── DOCUMENT EXCERPT ──

August 2000

Spain's Storage Plans for Nuclear Waste Draw Flak

Environmental News Service, August 1999

[Posted 19/08/1999]

MADRID, Spain, August 5, 1999 (ENS) - Environmental non-governmental organisations in Spain have reacted angrily to last weekend's decision by the country's Council of Ministers to build a dry storage facility for spent nuclear fuel at the Central Nuclear Trillo 1 nuclear power station in the central Guadalajara province.

The decision, on the grounds of "urgent national interest", came despite vehement opposition by local and regional governments.

Up to 128 containers each holding 21 nuclear fuel elements are planned to be stored at the site, which the umbrella campaign group, Ecologistas en Acción, claims is more than double the future requirements of the Trillo plant, the most modern in Spain.

───

CHALLENGE A → Reproduce the part of the article on Spain's nuclear waste storage that begins with the words "Environmental News Service, August" and stops after "central Guadalajara province.".
CHALLENGE B → According to the article on Spain's nuclear waste storage, how many containers are planned to be stored at the Trillo site?

── RECORDED INFORMATION ──

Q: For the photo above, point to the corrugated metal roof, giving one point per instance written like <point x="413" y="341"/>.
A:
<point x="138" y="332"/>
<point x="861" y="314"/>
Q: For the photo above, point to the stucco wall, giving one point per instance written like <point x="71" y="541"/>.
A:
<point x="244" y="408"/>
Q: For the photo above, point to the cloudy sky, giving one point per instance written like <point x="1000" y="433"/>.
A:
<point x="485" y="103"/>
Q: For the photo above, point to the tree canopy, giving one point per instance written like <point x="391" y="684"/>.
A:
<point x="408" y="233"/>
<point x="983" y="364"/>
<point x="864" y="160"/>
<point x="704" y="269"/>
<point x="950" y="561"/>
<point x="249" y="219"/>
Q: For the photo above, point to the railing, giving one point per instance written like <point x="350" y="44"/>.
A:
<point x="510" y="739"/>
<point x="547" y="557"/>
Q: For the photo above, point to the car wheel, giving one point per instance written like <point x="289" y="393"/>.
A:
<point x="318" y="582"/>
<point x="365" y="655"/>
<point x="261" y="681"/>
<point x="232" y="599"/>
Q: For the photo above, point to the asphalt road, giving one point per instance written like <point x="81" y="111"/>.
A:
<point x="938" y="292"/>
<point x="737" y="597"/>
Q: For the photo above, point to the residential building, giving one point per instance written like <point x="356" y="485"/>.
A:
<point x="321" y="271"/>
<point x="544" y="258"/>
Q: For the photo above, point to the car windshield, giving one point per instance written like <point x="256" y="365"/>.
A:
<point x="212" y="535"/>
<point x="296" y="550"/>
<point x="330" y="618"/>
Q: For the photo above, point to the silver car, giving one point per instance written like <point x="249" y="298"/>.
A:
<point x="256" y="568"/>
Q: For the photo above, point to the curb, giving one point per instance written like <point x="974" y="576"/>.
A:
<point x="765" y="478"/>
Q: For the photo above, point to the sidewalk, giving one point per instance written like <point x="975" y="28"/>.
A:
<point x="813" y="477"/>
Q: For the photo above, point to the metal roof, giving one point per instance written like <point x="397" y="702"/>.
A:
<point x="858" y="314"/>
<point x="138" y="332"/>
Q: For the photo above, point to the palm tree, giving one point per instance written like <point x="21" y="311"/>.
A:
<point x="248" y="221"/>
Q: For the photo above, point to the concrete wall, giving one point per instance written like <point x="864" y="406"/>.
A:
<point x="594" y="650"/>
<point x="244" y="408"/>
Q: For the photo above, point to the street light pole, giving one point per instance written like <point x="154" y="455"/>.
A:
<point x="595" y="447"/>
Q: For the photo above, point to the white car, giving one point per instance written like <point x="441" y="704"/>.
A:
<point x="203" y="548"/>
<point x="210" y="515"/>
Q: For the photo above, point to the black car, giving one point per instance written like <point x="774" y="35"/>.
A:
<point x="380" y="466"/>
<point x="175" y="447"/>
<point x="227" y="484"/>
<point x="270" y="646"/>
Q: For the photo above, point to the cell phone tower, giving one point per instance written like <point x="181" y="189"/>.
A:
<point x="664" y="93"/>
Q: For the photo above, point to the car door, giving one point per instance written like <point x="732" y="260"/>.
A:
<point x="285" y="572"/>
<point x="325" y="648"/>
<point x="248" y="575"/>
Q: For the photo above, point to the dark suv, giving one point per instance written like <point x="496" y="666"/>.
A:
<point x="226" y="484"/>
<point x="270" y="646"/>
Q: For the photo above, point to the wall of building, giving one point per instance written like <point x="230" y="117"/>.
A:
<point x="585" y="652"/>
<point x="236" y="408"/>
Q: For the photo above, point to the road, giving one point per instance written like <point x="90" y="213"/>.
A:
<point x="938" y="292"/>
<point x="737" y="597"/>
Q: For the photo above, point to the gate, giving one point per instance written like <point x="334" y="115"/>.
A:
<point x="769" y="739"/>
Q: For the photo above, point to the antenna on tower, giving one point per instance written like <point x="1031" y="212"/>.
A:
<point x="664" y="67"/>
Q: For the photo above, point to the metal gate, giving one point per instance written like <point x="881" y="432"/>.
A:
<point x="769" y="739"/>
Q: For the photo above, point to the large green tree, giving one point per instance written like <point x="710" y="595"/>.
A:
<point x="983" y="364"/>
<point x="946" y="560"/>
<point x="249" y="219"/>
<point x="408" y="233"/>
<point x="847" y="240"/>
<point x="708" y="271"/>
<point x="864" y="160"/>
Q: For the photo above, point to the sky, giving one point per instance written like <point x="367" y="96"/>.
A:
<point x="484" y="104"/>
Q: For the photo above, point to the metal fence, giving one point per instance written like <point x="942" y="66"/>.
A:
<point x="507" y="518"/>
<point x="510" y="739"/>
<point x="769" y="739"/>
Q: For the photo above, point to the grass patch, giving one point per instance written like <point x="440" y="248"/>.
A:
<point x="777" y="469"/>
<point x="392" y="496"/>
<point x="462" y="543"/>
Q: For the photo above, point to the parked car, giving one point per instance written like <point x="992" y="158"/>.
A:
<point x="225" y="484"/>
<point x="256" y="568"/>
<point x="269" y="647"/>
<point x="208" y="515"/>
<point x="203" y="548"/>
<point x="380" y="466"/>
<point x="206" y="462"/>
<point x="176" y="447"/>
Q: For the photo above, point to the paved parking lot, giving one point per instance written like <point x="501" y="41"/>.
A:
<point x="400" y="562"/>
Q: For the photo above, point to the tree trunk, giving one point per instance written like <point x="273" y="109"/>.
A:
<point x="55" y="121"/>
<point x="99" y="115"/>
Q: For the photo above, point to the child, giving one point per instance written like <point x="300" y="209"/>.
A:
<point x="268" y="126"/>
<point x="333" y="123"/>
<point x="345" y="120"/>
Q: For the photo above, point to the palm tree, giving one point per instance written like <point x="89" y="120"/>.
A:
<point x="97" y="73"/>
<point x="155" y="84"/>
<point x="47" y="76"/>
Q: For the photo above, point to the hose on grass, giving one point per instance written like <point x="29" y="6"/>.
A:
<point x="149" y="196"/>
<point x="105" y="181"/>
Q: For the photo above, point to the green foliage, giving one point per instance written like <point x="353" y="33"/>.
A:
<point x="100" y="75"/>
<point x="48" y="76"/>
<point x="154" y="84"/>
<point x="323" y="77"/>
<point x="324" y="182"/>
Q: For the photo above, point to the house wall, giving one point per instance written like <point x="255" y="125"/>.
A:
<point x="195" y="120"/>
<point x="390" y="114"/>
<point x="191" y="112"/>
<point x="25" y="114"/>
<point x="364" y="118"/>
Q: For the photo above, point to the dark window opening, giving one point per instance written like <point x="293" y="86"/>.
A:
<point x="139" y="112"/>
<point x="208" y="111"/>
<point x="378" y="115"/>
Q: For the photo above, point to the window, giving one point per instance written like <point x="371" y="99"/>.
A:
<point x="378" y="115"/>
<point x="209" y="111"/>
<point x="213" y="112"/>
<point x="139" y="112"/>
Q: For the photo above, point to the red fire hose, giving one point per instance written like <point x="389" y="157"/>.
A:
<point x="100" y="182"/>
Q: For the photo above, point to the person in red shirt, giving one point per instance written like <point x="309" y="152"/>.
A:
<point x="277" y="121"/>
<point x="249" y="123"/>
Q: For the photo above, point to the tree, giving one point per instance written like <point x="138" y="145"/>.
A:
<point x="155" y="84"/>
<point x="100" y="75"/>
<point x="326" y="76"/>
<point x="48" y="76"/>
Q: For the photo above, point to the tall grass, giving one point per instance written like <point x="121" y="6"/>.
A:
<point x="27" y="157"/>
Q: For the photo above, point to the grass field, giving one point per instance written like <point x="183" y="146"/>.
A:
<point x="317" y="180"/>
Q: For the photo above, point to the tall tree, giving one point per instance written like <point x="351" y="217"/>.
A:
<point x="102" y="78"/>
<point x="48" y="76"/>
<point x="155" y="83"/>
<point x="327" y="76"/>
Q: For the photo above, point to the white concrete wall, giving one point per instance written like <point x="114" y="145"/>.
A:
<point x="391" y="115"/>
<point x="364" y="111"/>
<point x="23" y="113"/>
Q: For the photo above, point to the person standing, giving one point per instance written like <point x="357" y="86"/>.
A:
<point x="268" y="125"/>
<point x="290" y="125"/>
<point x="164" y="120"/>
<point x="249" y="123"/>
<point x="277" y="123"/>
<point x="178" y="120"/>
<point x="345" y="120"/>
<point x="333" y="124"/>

───
── RECORDED INFORMATION ──

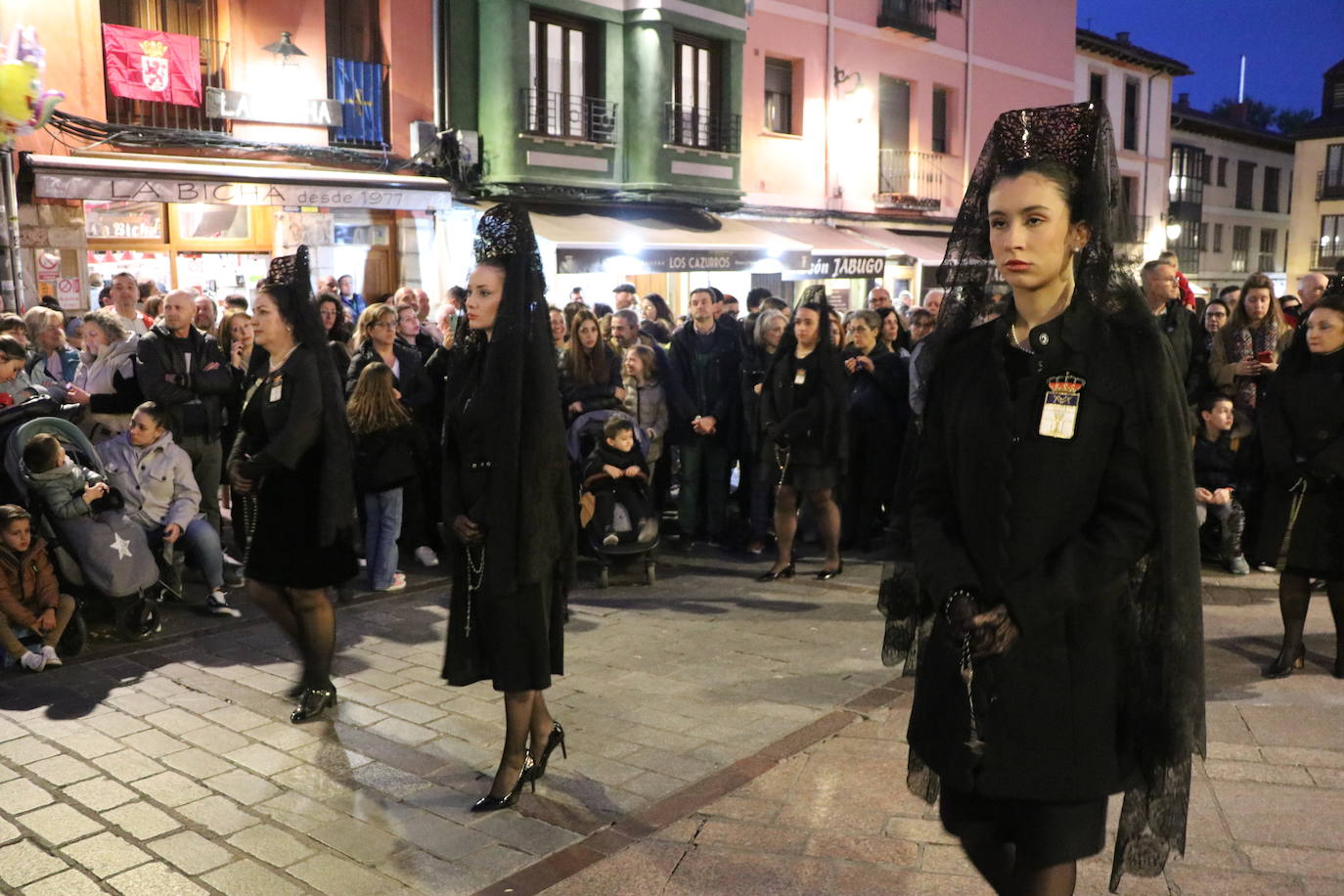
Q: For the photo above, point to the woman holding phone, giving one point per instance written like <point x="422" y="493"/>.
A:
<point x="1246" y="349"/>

───
── RECORDED INFORMATION ──

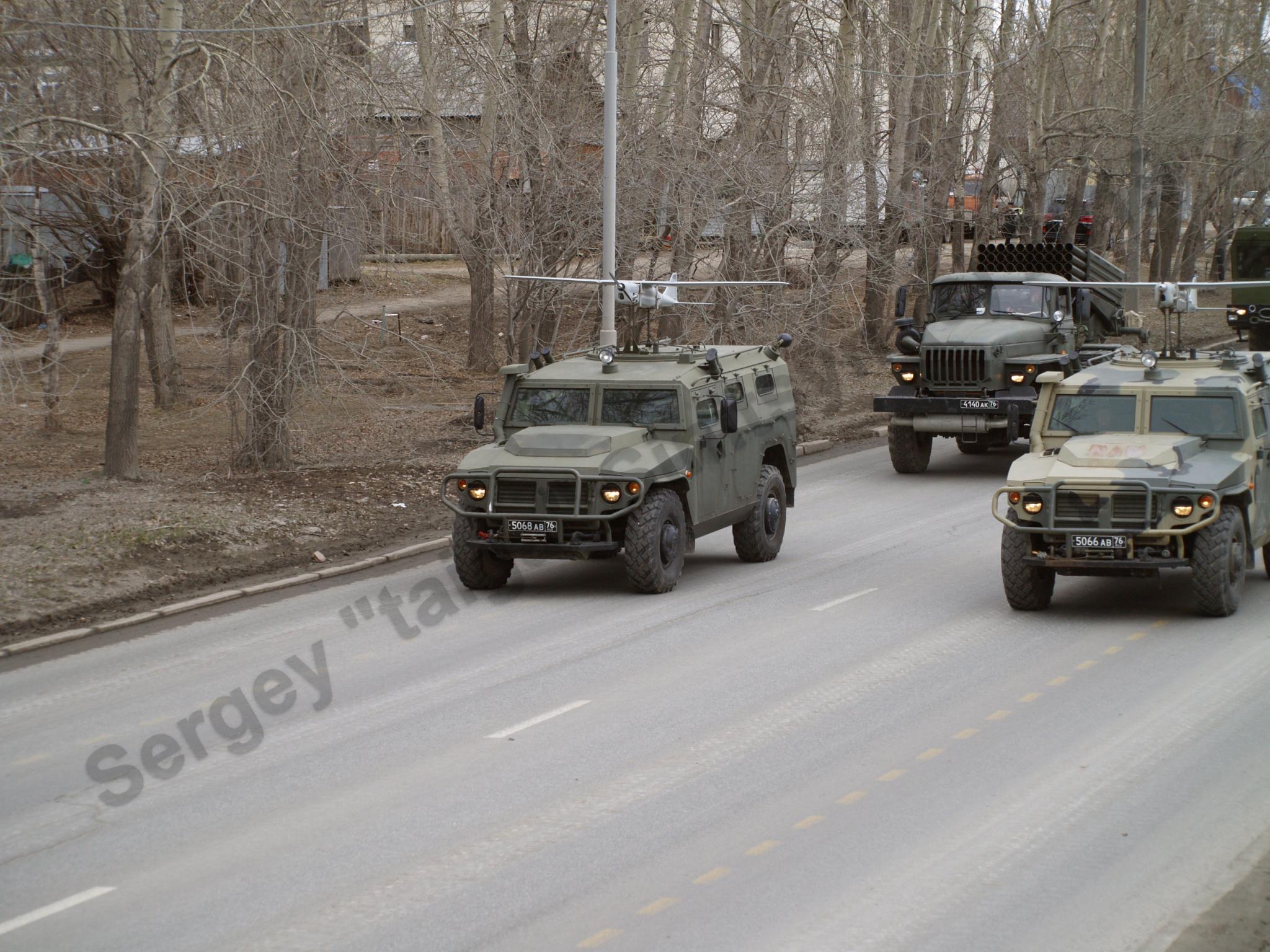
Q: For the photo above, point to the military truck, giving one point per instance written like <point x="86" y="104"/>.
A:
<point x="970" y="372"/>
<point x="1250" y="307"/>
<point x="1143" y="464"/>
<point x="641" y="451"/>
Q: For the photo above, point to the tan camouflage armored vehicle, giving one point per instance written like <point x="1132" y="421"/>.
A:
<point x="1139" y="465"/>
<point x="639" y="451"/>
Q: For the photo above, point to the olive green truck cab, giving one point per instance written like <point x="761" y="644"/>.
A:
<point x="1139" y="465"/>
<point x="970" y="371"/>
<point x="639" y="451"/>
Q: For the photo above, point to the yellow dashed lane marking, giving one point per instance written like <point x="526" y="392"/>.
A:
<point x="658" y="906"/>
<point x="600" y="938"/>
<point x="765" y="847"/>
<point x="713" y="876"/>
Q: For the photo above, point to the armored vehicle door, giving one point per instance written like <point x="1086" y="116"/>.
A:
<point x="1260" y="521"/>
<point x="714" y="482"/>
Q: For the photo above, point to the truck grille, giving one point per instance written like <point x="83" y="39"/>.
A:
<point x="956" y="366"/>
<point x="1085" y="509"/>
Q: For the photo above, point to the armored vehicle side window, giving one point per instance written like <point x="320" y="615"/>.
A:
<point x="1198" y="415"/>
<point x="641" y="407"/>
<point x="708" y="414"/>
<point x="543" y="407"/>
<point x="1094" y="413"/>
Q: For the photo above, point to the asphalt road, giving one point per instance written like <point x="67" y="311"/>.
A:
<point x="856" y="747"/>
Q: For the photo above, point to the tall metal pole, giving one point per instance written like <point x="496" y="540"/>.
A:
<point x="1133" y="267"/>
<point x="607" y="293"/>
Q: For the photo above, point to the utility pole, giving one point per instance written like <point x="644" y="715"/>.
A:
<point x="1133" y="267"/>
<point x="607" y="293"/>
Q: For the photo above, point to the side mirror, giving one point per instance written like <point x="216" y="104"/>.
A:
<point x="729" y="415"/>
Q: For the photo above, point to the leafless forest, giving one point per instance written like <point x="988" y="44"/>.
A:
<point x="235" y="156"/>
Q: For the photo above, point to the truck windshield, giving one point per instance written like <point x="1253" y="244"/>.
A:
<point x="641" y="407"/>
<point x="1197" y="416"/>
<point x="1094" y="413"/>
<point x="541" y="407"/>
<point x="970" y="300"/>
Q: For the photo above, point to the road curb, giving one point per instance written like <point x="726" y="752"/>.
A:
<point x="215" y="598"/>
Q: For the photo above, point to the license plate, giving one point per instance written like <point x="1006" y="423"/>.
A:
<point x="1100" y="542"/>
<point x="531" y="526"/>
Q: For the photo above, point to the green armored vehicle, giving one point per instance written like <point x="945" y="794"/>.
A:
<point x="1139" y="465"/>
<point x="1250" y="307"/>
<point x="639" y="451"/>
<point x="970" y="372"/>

───

OUTPUT A →
Environmental News Service, August 1999

[Posted 19/08/1999]

MADRID, Spain, August 5, 1999 (ENS) - Environmental non-governmental organisations in Spain have reacted angrily to last weekend's decision by the country's Council of Ministers to build a dry storage facility for spent nuclear fuel at the Central Nuclear Trillo 1 nuclear power station in the central Guadalajara province.

OUTPUT B → Up to 128 containers are planned, each holding 21 nuclear fuel elements.